* Set problem A
State how many lines of the records contain the word "with". Give only the number.

* Page text
:::::

INFO

Used for mining frequent itemsets in transactional datasets.
An alternative to the Apriori algorithm that eliminates candidate generation.
Utilizes a data structure called the Frequent Pattern Tree (FP-Tree) to compress transactions and reduce the search space.

  • Developed by: Han et al. (2000)
  • Core Principle: Common prefixes in transactions are aggregated to build a compact tree
  • Search Strategy: Recursive mining of conditional pattern bases

Workflow

  1. Frequent Pattern Tree (FP-Tree) Construction
    • Scan the dataset twice to count item frequencies
    • Build a hierarchical tree structure by inserting transactions in frequency order
  2. Frequent Pattern Mining
    • Traverse the tree recursively
    • Identify conditional pattern bases
    • Generate frequent itemset without candidate generation
  3. Rule Derivation (Optional)
    • Generate association rules from frequent itemset
    • Evaluate using metrics:
      • Support: Frequency of itemset in transactions
      • Confidence: Likelihood that consequent appears when antecedent does
      • Lift: Measures strength of association vs. random chance

Code Example

import pandas as pd
from mlxtend.frequent_patterns import fpgrowth, association_rules
 
# Sample transactional dataset
dataset = [
    ['milk', 'bread', 'butter'],
    ['bread', 'butter'],
    ['milk', 'bread'],
    ['milk', 'bread', 'butter', 'jam'],
    ['bread', 'jam'],
    ['milk', 'bread', 'jam']
]
 
# Convert to DataFrame format
items = sorted(set(item for transaction in dataset for item in transaction))

:::::

* Records shown
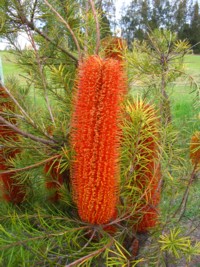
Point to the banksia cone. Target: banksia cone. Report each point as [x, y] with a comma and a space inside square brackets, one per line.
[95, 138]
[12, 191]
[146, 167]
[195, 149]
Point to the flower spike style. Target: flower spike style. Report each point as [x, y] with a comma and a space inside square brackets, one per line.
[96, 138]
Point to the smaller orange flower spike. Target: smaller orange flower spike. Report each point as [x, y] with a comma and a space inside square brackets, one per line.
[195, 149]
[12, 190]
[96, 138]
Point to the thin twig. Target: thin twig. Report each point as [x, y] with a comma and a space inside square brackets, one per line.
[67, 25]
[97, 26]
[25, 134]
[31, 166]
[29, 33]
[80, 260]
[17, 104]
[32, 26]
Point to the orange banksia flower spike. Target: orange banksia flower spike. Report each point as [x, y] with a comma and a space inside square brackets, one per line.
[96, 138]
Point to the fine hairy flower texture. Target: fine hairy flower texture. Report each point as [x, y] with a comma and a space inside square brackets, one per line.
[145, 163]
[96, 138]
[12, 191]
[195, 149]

:::::

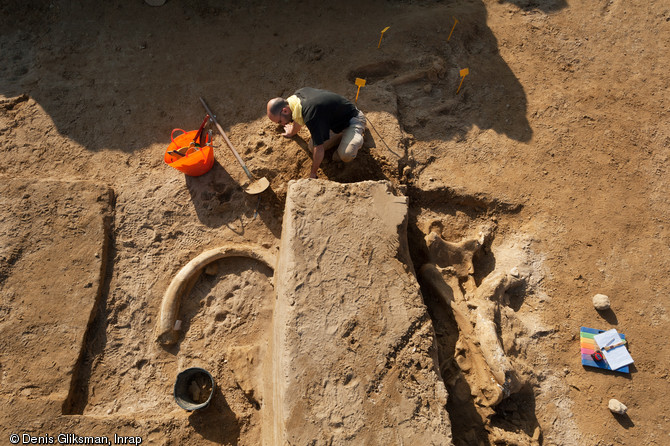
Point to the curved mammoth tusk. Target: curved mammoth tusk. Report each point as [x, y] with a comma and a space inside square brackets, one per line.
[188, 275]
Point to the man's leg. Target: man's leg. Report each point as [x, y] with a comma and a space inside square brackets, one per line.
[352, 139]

:::::

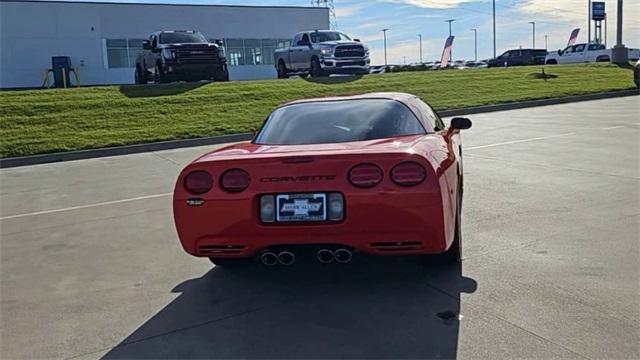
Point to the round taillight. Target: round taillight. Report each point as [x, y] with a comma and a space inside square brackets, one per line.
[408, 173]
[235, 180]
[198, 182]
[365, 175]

:::::

* Set problem B
According to the FP-Growth page text, who developed the algorithm, and in what year?

* Written response A
9

* Written response B
Han et al., in 2000.